あおきてつお著「邪馬台国は隠された」を読む ― 卑弥呼はなぜ日本書紀に書かれていないのか? ― 後編
<<前編からの続きです>>
p178
「古事記」「日本書紀」の記述によると、神武天皇は「九州から
やってきた」ことになっています。
・・・神武一族=邪馬台国だとしたら、九州を出て、東に進んだ
邪馬台国が、都を大和へ移し、政権を樹立したことになります。
p180
壱与が西晋に使者を送った西暦266年より、実に50年も以前に、
大和では新しい国づくりを始めているわけなのです。
邪馬台国が東遷しようがしまいが、大和では新政権が着々と
国づくりを始めているではありませんか。
これはどう考えても、邪馬台国東遷説に無理があり、時代が合わない
と言わざるを得ません。
==>> 私も過去に読んできたいろいろな本からのイメージとして、
邪馬台国東遷説じゃないかと思っていたんですが、
どうも雲行きが変わったようです。
p183
福岡県朝倉あたりをさらに調べていたら、大和へ移住した痕跡
を示すある事実が浮かび上がりました。
歴史学者の安本美典先生が、古い地図から福岡県夜須・朝倉地方と、
奈良県大和地方に、相当数の共通した地名があることを提示して
いたのです。
p184
私は一つの可能性として、ヤマト政権となる民(=神武一族)が、
西(夜須地方)から東(大和地方)へ移住した痕跡ではないか、
と考えます。
==>> ここでは、福岡県甘木・朝倉・夜須地方の地名と
纏向遺跡を含む奈良県大和地方の地名の共通点が
記されています。
邪馬台国ではない、九州の神武一族が東遷したという話。
p185
この福岡県夜須のあたりに、神武の出発点となるなんらかの痕跡が
ないか、・・・
すると、不思議な遺跡の存在を確認したのです。
そこは、佐賀県吉野ケ里遺跡をも上回る巨大な規模をもつ遺跡と
言われ、・・・しかも何重にも環濠が掘られ、入念に防御を固めて
備えているにもかかわらず、なんと纏向遺跡と同様に、鉄器がまったく
発見されていないのです。
p186
「平塚川添遺跡」。
地図を見て、あっと思われたでしょうか。 そう、あの「日向」の
地名から至近距離。おそらく同じクニの領土内だったでしょう。
==>> 初耳の平塚川添遺跡。
どんな遺跡なのか、チェックしてみましょう。
平塚川添遺跡(ひらつかかわぞえいせき)
https://ja.wikipedia.org/wiki/%E5%B9%B3%E5%A1%9A%E5%B7%9D%E6%B7%BB%E9%81%BA%E8%B7%A1
「遺物は生活土器のほかに銅矛・銅鏃・鏡片・貨泉(貨泉)などの
青銅製品や、農具・建築部材・漁具などの木製品が出土しているが、
鉄製品は出土していない。」

表示された行:
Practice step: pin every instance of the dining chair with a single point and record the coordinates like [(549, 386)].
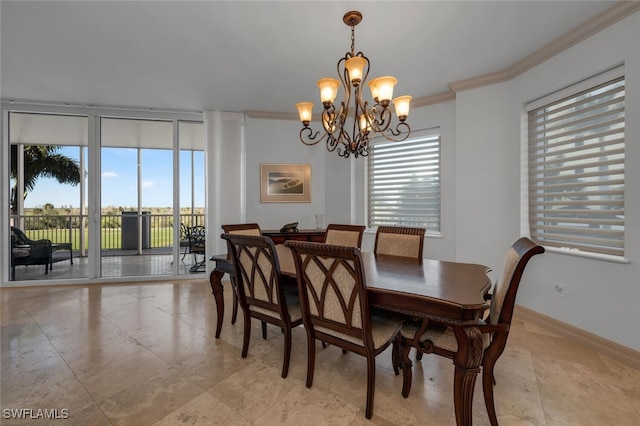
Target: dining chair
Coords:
[(335, 306), (433, 337), (399, 241), (239, 229), (344, 235), (260, 289)]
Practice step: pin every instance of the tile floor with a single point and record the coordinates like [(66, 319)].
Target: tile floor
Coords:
[(144, 354)]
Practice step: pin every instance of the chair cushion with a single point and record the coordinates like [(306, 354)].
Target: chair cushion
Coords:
[(404, 245), (342, 238), (440, 335), (383, 329), (21, 252)]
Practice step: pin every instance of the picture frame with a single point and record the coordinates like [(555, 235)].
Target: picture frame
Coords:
[(285, 183)]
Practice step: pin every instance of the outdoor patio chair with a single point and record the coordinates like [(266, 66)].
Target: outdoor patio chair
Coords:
[(25, 251)]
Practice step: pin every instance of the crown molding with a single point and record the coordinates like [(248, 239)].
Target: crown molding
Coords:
[(433, 99), (273, 115), (594, 25)]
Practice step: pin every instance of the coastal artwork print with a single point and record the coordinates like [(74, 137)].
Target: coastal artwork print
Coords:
[(285, 183)]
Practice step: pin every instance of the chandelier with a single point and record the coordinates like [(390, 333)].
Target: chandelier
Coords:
[(348, 128)]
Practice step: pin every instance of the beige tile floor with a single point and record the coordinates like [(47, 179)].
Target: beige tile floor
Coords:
[(144, 354)]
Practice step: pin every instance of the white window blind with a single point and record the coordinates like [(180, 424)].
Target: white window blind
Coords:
[(404, 183), (576, 170)]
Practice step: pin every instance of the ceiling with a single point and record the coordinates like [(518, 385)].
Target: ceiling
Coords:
[(259, 55)]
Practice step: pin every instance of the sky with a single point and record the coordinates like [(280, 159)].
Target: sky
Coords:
[(119, 177)]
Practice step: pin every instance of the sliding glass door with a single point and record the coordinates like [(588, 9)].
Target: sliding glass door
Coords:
[(110, 191)]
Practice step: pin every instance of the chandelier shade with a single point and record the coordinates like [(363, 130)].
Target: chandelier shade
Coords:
[(348, 127)]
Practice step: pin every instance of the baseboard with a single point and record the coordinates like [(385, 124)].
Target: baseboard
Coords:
[(592, 341)]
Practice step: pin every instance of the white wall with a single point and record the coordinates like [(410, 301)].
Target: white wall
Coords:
[(601, 296), (277, 142)]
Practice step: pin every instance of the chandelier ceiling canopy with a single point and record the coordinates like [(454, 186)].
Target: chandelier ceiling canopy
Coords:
[(348, 127)]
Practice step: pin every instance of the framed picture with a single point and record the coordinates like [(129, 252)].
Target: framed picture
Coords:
[(285, 183)]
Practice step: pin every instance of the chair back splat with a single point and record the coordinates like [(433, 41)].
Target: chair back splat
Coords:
[(335, 306), (344, 235), (260, 290), (241, 229), (399, 241)]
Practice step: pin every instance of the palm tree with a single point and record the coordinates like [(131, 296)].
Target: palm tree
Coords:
[(42, 161)]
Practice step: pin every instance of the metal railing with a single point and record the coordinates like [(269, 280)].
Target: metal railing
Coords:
[(157, 229)]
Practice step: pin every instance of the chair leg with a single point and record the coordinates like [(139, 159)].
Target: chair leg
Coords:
[(395, 356), (234, 311), (287, 352), (247, 334), (371, 384), (311, 359)]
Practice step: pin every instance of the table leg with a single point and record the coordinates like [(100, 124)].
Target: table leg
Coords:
[(215, 279), (405, 364), (467, 365)]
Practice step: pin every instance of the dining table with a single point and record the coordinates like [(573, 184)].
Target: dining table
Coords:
[(451, 293)]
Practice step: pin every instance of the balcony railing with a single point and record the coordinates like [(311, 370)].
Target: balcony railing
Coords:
[(157, 229)]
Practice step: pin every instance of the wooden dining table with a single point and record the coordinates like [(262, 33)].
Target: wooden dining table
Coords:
[(452, 293)]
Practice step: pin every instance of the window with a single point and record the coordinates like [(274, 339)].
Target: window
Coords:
[(404, 183), (576, 170)]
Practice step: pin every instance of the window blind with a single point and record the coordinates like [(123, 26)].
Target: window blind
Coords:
[(404, 183), (576, 170)]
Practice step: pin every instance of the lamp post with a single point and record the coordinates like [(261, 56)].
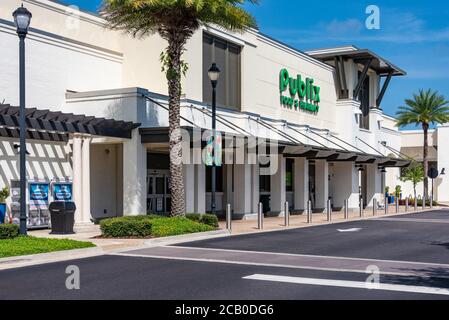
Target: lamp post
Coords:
[(22, 18), (214, 74)]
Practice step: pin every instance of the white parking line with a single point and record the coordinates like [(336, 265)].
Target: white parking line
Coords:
[(414, 220), (348, 284)]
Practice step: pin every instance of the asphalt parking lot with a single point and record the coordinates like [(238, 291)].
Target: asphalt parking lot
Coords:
[(402, 257)]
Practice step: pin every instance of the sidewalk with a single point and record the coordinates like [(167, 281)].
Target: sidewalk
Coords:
[(298, 221), (105, 246)]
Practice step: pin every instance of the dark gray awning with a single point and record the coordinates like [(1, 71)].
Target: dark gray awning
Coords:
[(55, 125)]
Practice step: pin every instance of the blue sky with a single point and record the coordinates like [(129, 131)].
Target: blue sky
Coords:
[(413, 34)]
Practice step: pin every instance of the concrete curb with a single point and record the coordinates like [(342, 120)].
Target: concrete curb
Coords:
[(323, 223), (187, 238), (42, 258)]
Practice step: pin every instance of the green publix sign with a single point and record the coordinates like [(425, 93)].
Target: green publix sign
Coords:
[(302, 94)]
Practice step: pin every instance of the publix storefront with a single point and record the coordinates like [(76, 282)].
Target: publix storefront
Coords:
[(295, 126), (301, 94)]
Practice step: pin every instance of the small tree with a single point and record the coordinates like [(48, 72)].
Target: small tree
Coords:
[(425, 108), (176, 21), (415, 174), (397, 191), (4, 194)]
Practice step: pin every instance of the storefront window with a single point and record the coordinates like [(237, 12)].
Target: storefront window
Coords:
[(289, 174), (264, 180), (364, 104), (227, 57), (218, 181)]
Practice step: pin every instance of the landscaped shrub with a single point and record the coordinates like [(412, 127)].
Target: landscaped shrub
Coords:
[(155, 226), (122, 227), (9, 231), (209, 219), (193, 216), (164, 227)]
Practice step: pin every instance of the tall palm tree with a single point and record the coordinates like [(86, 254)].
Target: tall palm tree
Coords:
[(175, 21), (426, 108)]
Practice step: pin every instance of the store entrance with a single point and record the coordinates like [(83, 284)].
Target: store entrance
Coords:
[(312, 184), (158, 196)]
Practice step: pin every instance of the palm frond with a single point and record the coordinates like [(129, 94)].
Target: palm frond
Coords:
[(426, 107)]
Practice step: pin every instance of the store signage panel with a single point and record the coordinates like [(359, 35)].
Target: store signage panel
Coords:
[(39, 195), (298, 93), (62, 191)]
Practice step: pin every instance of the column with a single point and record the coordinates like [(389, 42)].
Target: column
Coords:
[(374, 184), (242, 189), (77, 177), (86, 213), (278, 187), (346, 182), (189, 186), (321, 184), (134, 176), (301, 184), (200, 188), (255, 196), (228, 194)]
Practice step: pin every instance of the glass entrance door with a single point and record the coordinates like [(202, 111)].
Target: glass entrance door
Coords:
[(158, 198)]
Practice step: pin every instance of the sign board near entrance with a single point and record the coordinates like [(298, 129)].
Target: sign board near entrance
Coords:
[(38, 193), (301, 94)]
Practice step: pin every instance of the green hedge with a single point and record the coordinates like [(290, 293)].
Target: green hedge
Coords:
[(152, 226), (24, 245), (209, 219), (178, 225), (122, 227), (9, 231)]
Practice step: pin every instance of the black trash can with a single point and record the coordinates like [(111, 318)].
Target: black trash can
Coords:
[(62, 217)]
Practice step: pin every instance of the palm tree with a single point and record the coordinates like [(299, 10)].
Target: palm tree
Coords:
[(415, 174), (426, 108), (175, 21)]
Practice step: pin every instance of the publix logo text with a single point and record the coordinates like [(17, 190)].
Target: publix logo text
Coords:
[(302, 94)]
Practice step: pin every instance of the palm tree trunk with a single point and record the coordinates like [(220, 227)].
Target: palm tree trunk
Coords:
[(425, 127), (174, 52)]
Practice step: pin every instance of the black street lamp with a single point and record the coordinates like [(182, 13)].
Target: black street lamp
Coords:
[(214, 74), (22, 18)]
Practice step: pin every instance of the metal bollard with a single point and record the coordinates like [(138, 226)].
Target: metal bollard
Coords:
[(309, 211), (346, 209), (228, 218), (260, 217), (361, 207)]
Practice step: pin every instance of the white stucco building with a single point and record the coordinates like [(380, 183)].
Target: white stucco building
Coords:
[(330, 132)]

演習課題 1:
抜粋にある平塚川添遺跡の出土品の記述から、青銅製品として挙げられているものをすべて書き出してください。
演習課題 2:
上の行のうち「dark」という文字列を含む行がいくつあるか数え、その数だけを答えてください。大文字と小文字は区別します。

期待される出力 1:
銅矛、銅鏃、鏡片、貨泉

期待される出力 2:
2